■ EXTRACTED MATERIAL:
■ ■ ■ ■
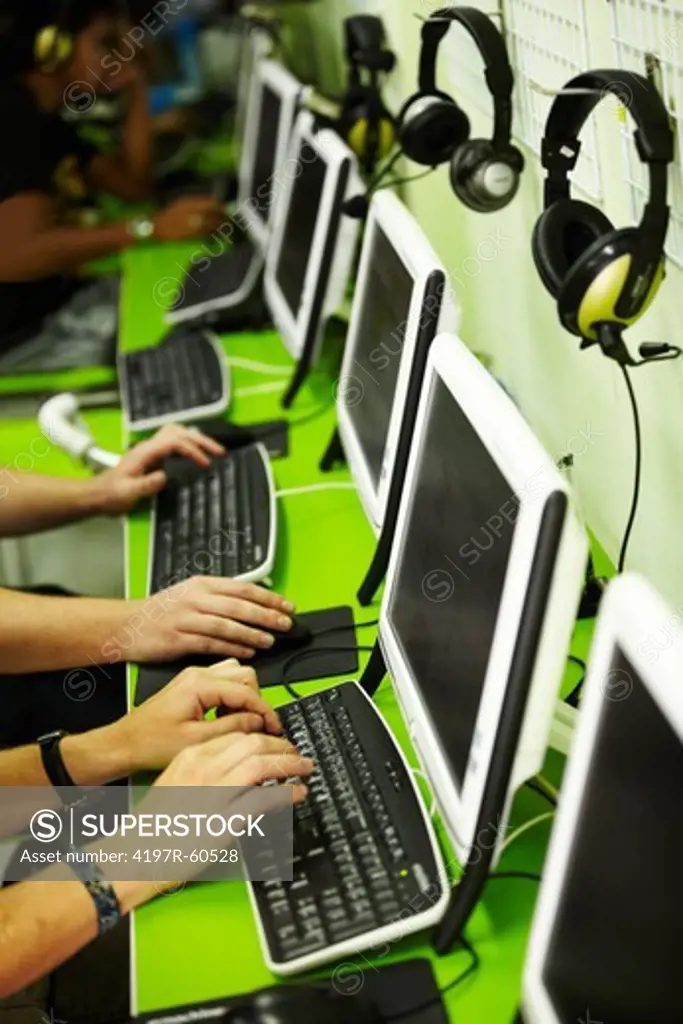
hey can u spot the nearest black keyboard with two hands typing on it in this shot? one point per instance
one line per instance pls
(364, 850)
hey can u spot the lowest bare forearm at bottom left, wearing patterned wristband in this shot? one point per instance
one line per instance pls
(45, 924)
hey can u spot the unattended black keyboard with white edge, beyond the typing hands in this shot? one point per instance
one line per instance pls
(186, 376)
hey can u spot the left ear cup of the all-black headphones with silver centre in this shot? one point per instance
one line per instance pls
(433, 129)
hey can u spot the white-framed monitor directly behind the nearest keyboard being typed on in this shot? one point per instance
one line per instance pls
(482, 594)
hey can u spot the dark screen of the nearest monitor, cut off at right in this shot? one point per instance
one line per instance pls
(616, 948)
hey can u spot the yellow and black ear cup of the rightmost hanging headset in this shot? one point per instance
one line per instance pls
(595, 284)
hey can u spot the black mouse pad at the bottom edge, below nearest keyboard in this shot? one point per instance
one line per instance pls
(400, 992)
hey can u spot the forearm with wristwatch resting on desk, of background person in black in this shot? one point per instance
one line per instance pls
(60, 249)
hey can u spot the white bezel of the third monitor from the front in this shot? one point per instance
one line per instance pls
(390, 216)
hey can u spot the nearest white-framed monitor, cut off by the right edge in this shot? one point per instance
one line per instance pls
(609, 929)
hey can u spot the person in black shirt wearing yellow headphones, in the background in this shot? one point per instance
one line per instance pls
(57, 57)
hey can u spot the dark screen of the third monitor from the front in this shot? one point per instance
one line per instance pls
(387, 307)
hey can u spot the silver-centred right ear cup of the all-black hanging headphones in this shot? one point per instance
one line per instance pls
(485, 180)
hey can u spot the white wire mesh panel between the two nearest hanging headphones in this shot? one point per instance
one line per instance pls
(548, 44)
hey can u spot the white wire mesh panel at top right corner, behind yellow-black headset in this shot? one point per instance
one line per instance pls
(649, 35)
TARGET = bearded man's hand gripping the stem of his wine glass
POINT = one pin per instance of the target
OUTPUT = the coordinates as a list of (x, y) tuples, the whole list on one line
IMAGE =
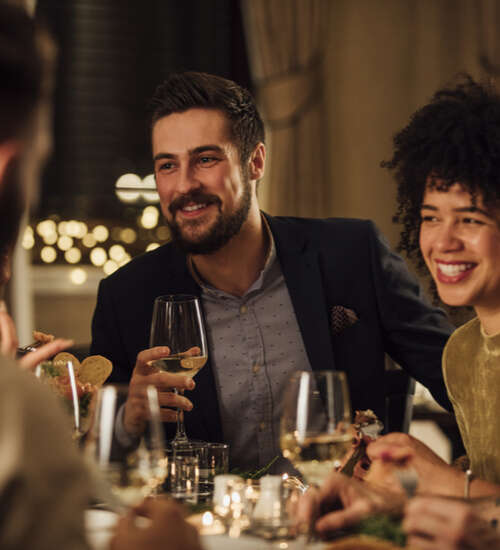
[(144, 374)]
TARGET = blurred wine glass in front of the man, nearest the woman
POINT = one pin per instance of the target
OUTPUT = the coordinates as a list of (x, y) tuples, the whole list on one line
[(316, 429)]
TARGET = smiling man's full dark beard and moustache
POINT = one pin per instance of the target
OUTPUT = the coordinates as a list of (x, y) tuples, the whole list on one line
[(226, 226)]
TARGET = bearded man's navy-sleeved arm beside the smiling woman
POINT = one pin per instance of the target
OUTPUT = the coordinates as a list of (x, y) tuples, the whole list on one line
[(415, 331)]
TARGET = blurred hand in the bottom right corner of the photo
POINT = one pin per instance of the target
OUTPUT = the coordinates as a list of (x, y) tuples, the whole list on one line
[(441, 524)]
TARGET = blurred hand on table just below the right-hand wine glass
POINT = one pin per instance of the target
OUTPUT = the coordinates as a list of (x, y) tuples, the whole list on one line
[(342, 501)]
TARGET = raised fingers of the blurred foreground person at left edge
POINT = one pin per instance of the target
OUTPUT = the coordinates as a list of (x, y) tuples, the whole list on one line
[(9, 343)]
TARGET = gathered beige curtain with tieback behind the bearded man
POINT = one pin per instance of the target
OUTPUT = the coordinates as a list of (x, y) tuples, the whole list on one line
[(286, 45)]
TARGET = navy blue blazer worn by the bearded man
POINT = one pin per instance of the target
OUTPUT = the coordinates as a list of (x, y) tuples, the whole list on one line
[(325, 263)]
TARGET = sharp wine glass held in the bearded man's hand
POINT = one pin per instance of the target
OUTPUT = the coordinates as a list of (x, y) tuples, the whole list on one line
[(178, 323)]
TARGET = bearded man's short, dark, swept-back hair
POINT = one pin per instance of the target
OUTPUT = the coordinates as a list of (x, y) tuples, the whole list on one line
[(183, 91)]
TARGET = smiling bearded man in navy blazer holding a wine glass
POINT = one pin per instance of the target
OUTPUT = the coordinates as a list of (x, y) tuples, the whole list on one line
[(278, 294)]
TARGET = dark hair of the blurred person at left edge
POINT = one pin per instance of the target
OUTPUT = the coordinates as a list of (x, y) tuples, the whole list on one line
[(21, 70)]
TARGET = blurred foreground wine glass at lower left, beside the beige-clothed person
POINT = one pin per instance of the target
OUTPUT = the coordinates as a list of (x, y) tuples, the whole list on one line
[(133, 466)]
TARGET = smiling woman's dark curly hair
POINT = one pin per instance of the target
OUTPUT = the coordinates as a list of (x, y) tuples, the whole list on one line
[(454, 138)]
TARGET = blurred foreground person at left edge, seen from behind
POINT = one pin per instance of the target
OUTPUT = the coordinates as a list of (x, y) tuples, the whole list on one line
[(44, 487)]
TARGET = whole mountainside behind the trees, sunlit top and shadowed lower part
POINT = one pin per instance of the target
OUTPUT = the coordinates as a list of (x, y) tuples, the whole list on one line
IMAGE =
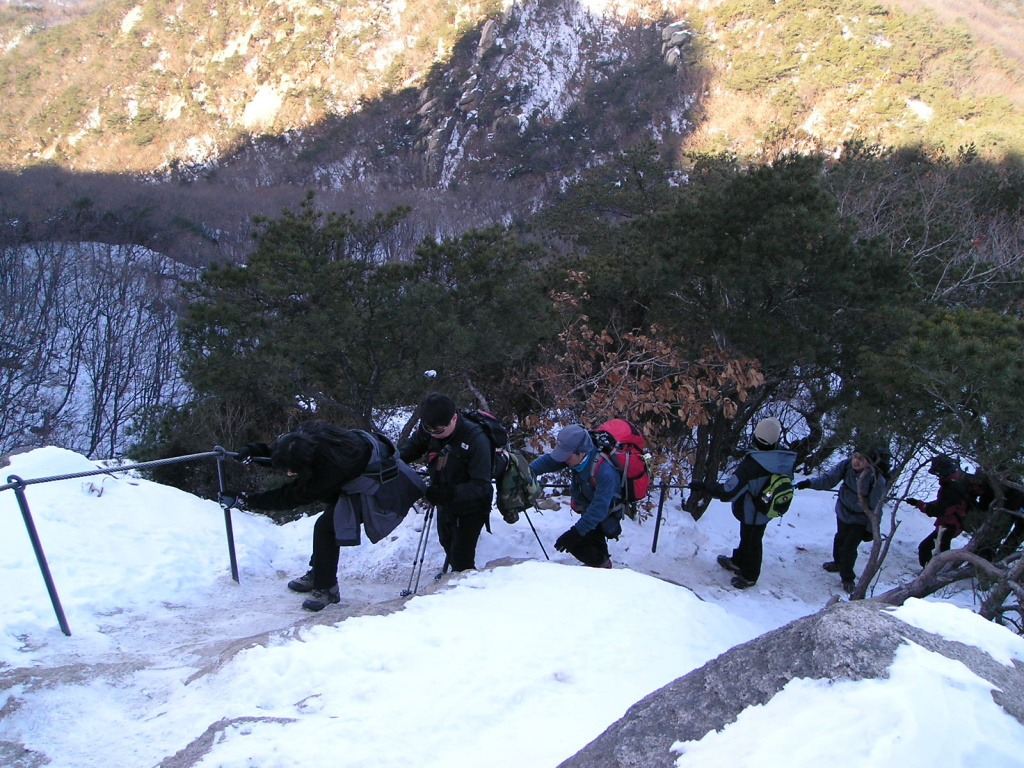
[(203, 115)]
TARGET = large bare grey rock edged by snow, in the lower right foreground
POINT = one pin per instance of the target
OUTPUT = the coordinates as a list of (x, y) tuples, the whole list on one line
■ ■ ■ ■
In the records above, take every line from the opening one through the line with "hey can u spot the silver-centred" and repeat it exactly; pictures are not part of the copy.

hey can u spot the nearest black keyboard with two hands typing on it in this shot? one point per instance
one line per instance pls
(364, 850)
hey can u spot the lowest bare forearm at bottom left, wearing patterned wristband in this shot? one point per instance
one line per instance pls
(45, 924)
hey can u spot the unattended black keyboard with white edge, beyond the typing hands in this shot? one point per instance
one line per instance pls
(186, 376)
hey can u spot the left ear cup of the all-black headphones with silver centre in this shot? one point per instance
one line per instance pls
(433, 129)
hey can u spot the white-framed monitor directly behind the nearest keyboard being typed on in this shot? one point per instance
one line per instance pls
(482, 594)
hey can u spot the dark screen of the nearest monitor, cut off at right in this shot? one point per instance
one line per instance pls
(616, 948)
hey can u spot the yellow and black ear cup of the rightmost hanging headset in this shot? one point per instance
one line per instance pls
(595, 284)
hey can u spot the black mouse pad at the bottom edge, below nearest keyboard in this shot? one point per instance
one line per instance pls
(400, 992)
hey can u spot the forearm with wristwatch resting on desk, of background person in black in this shot? one point per instance
one line per instance pls
(60, 249)
hey can u spot the white bezel of the third monitor from the front in this shot? one point per instance
one line per instance pls
(390, 216)
hey can u spot the nearest white-framed monitor, cut off by the right edge in this shot? one point per instance
one line per instance pls
(609, 929)
hey can u spot the person in black shirt wearing yellow headphones, in the background in this shot? one point per instance
one line per instance pls
(57, 57)
hey can u spot the dark screen of the third monitor from the front in this shot? one point per instance
one line per instance pls
(387, 307)
hey can u spot the silver-centred right ear cup of the all-black hanging headphones in this shot? one point per instance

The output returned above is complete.